[Items from a dataset]

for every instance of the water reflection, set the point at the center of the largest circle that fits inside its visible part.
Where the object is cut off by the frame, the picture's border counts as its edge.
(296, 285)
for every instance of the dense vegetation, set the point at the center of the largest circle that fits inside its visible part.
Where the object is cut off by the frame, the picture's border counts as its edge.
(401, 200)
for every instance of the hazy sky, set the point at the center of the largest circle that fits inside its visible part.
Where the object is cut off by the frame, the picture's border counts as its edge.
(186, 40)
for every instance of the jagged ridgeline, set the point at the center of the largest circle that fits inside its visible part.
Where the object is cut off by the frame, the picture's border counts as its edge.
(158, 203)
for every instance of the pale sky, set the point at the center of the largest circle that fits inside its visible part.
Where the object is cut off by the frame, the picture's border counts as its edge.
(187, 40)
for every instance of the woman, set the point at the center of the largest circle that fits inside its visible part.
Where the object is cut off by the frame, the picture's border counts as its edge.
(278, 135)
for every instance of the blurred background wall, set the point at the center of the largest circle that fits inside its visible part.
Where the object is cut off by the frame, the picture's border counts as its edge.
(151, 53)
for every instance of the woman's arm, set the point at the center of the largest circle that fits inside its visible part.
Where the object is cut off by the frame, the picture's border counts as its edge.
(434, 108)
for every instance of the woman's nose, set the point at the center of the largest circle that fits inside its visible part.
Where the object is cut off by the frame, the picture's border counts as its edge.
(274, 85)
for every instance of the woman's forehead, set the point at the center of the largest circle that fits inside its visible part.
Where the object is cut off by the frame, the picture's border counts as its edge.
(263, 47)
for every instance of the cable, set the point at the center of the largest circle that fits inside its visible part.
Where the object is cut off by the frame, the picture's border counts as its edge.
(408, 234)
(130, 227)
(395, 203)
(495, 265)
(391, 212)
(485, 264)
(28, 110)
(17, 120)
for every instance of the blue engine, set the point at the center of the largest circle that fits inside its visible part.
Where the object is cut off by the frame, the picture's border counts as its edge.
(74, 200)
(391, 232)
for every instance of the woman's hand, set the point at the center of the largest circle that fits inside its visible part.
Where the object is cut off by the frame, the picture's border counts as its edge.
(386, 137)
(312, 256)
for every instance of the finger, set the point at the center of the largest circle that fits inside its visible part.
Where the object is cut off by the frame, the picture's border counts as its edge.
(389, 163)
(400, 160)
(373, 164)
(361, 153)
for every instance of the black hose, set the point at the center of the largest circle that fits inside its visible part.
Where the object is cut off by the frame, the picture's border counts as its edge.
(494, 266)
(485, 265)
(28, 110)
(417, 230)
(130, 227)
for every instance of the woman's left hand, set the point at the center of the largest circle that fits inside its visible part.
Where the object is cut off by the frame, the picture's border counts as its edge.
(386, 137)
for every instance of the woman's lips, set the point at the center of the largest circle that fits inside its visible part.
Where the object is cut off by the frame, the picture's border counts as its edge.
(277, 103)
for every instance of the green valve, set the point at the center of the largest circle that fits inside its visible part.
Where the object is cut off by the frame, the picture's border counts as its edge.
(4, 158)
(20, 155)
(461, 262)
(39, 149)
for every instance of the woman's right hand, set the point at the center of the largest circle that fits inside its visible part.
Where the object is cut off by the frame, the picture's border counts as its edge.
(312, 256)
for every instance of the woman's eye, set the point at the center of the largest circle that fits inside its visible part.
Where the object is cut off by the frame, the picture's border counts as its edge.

Exercise aim → A copy of each line above that holds the word "hand" is the expected answer.

Answer space →
for every instance of the woman's hand, set the point at the center of the largest circle that fits inside its visible part.
for every instance of the woman's left hand, set the point at the center of the largest circle that fits inside its visible part.
for every instance of the woman's right hand, set the point at the center of the largest circle that fits inside its visible part.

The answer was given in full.